### EXCERPTED PASSAGE

You are here
Do your crop disease homework
Before you run that planter this spring, ask yourself a few questios before you pull into the field and start putting in your 2011 crop. Doing so is key to successful disease management.
A lot of what goes into a successful disease management plan has to do with knowing your land's history, what's been a problem before and in turn, where and what type of resistance issues you could face in the future, according to Purdue University crop specialist Kiersten Wise.
"Good disease management starts with knowing what diseases are already present in the field," Wise says in a university report. "For example, the fungus that causes sudden death syndrome in soybeans survives in the soil and can affect the next soybean crop if conditions are favorable for disease development."
Just as importantly, know how those disease were treated in past instances and look to any alternatives you might be able to employ if necessary, Wise adds.
"With diseases like gray leaf spot of corn, we can reduce the risk of disease development through good hybrid selection and crop production practices," Wise says. "But if throughout the season there are weather conditions that favor disease development and gray leaf spot could reach a damaging level, fungicides are available to help manage this disease."
But, especially when it comes to fungicide, Wise says it's important to weigh the economic pros and cons of any type of treatment. "Keep in mind we see the most consistent economic benefit to a fungicide application when it is based on a disease threat," she says. "Applying fungicide in the absence of disease, or a disease threat has a less consistent yield response and a higher cost factor."
Looking ahead, though Wise advises farmers to use field records of the past as a benchmark to get an idea of possible future disease and pest outbreaks, watching how Mother Nature behaves is of utmost importance in effective disease management.
"Ultimately, what diseases will be problematic will depend entirely upon the weather, but keeping good records of field history and using preventative management practices based on past history will help minimize losses due to disease," she says.

### WHAT THE TASK REQUIRES
Reproduce word for word the stretch of the crop disease article from "Looking ahead, though" through "effective disease management.".

### INFORMATION SHOWN

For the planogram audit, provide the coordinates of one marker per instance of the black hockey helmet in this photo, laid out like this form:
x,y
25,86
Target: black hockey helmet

### TASK SOLUTION
Looking ahead, though Wise advises farmers to use field records of the past as a benchmark to get an idea of possible future disease and pest outbreaks, watching how Mother Nature behaves is of utmost importance in effective disease management.